[Given request] Return the lines that follow, reproducing each one without any change.

[START]

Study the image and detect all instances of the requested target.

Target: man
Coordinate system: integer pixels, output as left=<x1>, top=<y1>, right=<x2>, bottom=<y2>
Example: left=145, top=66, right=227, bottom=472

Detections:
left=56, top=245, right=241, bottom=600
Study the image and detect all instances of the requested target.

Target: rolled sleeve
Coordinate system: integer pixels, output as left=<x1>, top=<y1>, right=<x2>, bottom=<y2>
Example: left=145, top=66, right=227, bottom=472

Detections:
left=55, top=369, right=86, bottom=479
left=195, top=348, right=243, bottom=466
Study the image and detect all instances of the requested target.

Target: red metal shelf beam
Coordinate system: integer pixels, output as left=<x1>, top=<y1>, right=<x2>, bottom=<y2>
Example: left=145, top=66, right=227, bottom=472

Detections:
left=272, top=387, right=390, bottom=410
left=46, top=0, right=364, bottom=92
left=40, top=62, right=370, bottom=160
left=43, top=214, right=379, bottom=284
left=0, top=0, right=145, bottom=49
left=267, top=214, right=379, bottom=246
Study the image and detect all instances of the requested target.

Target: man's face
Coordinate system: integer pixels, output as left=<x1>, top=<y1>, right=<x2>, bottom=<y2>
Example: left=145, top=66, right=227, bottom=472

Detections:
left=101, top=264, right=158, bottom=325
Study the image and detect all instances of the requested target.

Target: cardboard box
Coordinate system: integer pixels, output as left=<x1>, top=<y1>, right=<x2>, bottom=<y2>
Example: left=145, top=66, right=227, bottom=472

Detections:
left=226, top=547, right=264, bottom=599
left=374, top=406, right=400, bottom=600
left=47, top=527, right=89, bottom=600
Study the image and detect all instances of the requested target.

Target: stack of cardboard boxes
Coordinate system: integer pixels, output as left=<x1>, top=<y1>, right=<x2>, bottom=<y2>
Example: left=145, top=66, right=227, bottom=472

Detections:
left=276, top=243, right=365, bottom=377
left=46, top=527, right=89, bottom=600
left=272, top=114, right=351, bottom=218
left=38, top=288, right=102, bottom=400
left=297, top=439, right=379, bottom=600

[END]

[Expected answer]
Study the image and detect all instances of the requested target.

Target: man
Coordinate system: integer pixels, output as left=<x1>, top=<y1>, right=<x2>, bottom=<y2>
Example: left=145, top=66, right=227, bottom=472

Detections:
left=56, top=245, right=241, bottom=600
Study the image and detect all instances of the requested target.

Target: rolled sleeve
Coordinate system: integer pixels, output as left=<x1>, top=<y1>, right=<x2>, bottom=<y2>
Example: left=145, top=66, right=227, bottom=472

Detections:
left=55, top=369, right=86, bottom=479
left=195, top=348, right=243, bottom=466
Study the image and detect all instances of the requested target.

Target: red metal shelf beam
Coordinate system: integer pixels, output as left=<x1>, top=<y1>, right=<x2>, bottom=<y2>
Example: left=145, top=66, right=227, bottom=472

Detections:
left=272, top=387, right=390, bottom=410
left=46, top=0, right=364, bottom=92
left=40, top=62, right=370, bottom=160
left=43, top=214, right=379, bottom=284
left=0, top=0, right=145, bottom=49
left=267, top=214, right=379, bottom=246
Study the image and detect all instances of the requested target.

Target: man's face
Coordinate system: integer pixels, output as left=<x1>, top=<y1>, right=<x2>, bottom=<y2>
Example: left=145, top=66, right=227, bottom=472

Detections:
left=101, top=264, right=158, bottom=325
Study the image and detect all instances of the requested target.

Target: cardboard box
Coordinate system: integer pixels, output as left=<x1>, top=<y1>, right=<x2>, bottom=<y2>
Example: left=145, top=66, right=227, bottom=472

Detections:
left=226, top=547, right=264, bottom=599
left=374, top=406, right=400, bottom=600
left=47, top=527, right=89, bottom=600
Study the image and detect all instances of the requested target.

Target: stack of cardboard boxes
Coordinate system: integer pixels, output as left=<x1>, top=<y1>, right=<x2>, bottom=<y2>
Example: left=145, top=66, right=227, bottom=472

Detections:
left=276, top=243, right=365, bottom=377
left=46, top=527, right=89, bottom=600
left=272, top=114, right=351, bottom=218
left=38, top=288, right=102, bottom=400
left=297, top=439, right=379, bottom=600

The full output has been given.